Dataset content =>

'''

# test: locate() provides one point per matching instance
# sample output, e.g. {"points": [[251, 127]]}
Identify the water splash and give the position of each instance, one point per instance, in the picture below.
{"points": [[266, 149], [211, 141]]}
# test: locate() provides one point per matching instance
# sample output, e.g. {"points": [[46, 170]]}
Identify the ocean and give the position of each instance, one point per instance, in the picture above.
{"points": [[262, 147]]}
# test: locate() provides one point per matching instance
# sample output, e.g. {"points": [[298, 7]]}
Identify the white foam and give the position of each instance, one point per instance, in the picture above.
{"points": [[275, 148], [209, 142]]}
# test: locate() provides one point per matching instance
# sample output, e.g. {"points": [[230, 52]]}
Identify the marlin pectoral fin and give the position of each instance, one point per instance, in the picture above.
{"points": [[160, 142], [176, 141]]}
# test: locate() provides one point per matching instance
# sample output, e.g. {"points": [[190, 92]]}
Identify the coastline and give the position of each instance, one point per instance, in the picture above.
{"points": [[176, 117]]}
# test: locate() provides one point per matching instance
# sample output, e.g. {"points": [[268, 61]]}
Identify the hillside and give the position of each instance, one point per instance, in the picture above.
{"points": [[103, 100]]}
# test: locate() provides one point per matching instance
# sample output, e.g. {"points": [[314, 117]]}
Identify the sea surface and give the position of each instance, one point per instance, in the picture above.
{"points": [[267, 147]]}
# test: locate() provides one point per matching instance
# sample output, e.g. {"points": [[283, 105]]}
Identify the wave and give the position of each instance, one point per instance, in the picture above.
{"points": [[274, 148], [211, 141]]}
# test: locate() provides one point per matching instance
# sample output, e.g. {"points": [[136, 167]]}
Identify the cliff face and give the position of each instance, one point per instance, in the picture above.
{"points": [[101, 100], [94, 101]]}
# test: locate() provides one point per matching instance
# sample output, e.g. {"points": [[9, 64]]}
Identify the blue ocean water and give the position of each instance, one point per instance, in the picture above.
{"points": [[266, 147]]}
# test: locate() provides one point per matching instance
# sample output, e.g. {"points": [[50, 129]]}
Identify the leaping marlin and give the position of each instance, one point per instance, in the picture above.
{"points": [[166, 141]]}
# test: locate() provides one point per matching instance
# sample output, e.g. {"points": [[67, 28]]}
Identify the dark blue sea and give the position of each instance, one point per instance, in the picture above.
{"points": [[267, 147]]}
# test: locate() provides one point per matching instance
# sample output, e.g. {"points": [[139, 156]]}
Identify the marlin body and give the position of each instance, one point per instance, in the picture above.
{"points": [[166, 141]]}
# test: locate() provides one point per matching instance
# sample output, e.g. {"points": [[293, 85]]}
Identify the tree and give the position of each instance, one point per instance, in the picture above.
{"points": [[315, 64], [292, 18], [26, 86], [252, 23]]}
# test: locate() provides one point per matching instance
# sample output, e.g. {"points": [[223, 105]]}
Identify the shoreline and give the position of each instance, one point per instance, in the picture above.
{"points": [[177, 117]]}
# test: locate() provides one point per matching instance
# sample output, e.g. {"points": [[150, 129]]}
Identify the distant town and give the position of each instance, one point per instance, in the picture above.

'''

The problem => Transcribe the whole listing exactly.

Finished task =>
# test: locate() provides one point per matching instance
# sample output, e.g. {"points": [[251, 127]]}
Identify the water splash and give the position of each instance, one point per instance, in the picture below.
{"points": [[266, 149], [211, 141]]}
# test: locate() provides one point per matching instance
# sample output, e.g. {"points": [[46, 170]]}
Identify the ocean and give the position of each instance, one point per instance, in the picture above.
{"points": [[262, 147]]}
# test: locate() provides one point per matching instance
# sample output, e.g. {"points": [[298, 7]]}
Identify the white foam and give the position of each instance, one point per instance, in the picture above.
{"points": [[275, 148], [209, 142]]}
# test: locate() provides one point per matching instance
# sample output, e.g. {"points": [[230, 52]]}
Identify the marlin pectoral fin and give the position of each instance, one point per instance, in the picture above.
{"points": [[160, 142], [176, 141]]}
# test: locate() provides one point per matching instance
# sample output, e.g. {"points": [[190, 92]]}
Identify the coastline and give the position of each instance, one point per instance, in the picture above.
{"points": [[176, 117]]}
# test: locate() provides one point per matching instance
# sample output, e.g. {"points": [[268, 61]]}
Identify the hillside and give the position of each instance, one point per instance, in the picture above.
{"points": [[103, 100]]}
# test: locate() provides one point per matching instance
# sample output, e.g. {"points": [[314, 117]]}
Identify the sea surface and give the position of each instance, one point per instance, in the picture above.
{"points": [[267, 147]]}
# test: locate() provides one point per matching instance
# sample output, e.g. {"points": [[283, 105]]}
Identify the wave and give the position of each instance, one point per instance, in the picture above.
{"points": [[274, 148], [211, 141]]}
# test: locate() provides one point per matching instance
# sample output, e.g. {"points": [[136, 167]]}
Identify the cliff face and give the position of each instance, one point per instance, in the picture above.
{"points": [[101, 100], [94, 101]]}
# test: locate() provides one point per matching instance
# sample output, e.g. {"points": [[9, 64]]}
Identify the blue ocean water and give the position of each instance, one point per instance, in the picture above.
{"points": [[266, 147]]}
# test: locate() provides one point per matching instance
# sample output, e.g. {"points": [[50, 129]]}
Identify the leaping marlin and give the position of each instance, one point per instance, in the picture above.
{"points": [[166, 141]]}
# test: locate() provides one point per matching instance
# sample output, e.g. {"points": [[67, 28]]}
Identify the dark blue sea and give the position of each instance, one point per instance, in the picture above.
{"points": [[267, 147]]}
# test: locate() provides one point per matching instance
# sample output, e.g. {"points": [[139, 156]]}
Identify the marlin body and give the position of each instance, one point per instance, in the picture above.
{"points": [[166, 141]]}
# test: locate() provides one point per matching instance
# sample output, e.g. {"points": [[293, 85]]}
Identify the tree and give the position of each instance, one point per instance, in the picture above.
{"points": [[315, 64], [292, 18], [26, 86], [252, 23]]}
# test: locate() provides one point per matching instance
# sample output, e.g. {"points": [[223, 105]]}
Identify the shoreline and give the position of each instance, one point per instance, in the picture above.
{"points": [[177, 117]]}
# test: locate() provides one point per matching instance
# sample output, e.g. {"points": [[150, 129]]}
Identify the distant town and give the position of each instance, one point per instance, in the picture above.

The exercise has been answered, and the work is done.